#### [ITEMS]
_ _ _ _ _

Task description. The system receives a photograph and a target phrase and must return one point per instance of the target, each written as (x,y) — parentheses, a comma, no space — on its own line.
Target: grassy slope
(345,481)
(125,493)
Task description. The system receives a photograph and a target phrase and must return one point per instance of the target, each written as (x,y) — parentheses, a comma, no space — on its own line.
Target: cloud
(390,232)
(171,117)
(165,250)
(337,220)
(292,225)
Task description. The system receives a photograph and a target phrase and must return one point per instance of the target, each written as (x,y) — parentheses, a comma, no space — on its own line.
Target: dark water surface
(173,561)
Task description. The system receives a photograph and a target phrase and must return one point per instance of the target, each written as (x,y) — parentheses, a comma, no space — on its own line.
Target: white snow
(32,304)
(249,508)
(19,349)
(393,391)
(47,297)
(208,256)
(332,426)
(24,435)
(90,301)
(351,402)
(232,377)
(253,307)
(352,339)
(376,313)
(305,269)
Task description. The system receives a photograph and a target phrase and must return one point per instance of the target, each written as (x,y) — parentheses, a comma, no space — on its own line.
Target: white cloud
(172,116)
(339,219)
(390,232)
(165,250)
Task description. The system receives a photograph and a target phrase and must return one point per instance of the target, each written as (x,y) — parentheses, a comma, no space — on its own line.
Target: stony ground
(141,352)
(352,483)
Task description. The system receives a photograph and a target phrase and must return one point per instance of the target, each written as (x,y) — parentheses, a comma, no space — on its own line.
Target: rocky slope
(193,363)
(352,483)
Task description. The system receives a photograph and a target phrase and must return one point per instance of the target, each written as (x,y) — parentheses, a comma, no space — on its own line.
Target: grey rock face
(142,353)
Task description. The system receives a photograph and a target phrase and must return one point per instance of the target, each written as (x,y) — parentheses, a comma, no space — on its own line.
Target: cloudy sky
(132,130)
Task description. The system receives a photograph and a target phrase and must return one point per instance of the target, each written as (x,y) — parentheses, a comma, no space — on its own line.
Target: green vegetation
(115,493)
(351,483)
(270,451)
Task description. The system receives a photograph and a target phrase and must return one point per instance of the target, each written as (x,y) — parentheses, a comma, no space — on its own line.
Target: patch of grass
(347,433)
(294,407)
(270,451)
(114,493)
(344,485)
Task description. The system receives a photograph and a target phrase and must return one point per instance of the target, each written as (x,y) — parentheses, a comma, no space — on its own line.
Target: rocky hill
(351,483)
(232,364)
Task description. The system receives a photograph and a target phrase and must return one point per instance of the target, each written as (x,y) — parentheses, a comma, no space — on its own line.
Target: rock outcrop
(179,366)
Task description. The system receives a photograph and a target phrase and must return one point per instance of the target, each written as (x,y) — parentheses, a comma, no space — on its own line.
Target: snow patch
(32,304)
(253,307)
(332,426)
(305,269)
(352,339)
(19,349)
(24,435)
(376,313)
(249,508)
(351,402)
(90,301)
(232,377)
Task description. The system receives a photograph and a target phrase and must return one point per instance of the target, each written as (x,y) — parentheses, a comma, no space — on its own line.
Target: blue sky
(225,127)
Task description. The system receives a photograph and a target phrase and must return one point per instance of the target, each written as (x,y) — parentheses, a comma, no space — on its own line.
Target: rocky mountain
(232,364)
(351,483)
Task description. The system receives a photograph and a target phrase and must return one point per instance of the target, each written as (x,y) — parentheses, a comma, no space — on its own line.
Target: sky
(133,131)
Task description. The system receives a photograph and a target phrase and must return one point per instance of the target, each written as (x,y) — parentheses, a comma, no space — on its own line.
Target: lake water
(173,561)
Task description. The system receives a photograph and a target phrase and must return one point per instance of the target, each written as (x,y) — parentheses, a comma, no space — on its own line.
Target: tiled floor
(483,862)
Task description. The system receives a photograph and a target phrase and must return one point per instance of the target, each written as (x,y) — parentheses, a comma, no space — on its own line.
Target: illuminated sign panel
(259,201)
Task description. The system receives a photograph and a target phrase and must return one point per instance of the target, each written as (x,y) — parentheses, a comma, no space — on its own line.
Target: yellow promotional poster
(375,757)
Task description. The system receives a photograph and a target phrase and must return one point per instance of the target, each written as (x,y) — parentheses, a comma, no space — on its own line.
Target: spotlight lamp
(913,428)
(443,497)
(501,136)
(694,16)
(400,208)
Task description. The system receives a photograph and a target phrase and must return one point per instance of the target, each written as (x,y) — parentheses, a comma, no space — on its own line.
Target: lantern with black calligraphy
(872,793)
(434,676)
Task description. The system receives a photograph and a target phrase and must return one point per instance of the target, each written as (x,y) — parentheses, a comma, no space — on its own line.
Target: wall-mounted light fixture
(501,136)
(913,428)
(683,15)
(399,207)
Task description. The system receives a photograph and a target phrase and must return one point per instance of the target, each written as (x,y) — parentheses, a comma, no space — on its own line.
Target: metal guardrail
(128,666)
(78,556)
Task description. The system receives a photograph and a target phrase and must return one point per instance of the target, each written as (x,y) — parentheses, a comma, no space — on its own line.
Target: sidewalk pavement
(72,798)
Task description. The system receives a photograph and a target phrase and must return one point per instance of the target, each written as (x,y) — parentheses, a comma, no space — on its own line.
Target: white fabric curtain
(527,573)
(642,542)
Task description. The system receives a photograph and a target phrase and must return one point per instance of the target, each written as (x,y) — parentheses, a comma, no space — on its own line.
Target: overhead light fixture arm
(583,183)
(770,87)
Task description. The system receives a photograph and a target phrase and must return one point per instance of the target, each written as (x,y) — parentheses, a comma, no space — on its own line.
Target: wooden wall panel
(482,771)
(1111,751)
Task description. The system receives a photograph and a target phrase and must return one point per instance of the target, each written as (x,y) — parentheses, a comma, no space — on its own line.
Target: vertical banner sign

_ _ _ _ _

#### [EXERCISE]
Find every line in the material above that contains the string "slope", treating uppercase and lowercase as different, and copy each of those lines.

#### [COMPLETE ANSWER]
Target: grassy slope
Target: rocky slope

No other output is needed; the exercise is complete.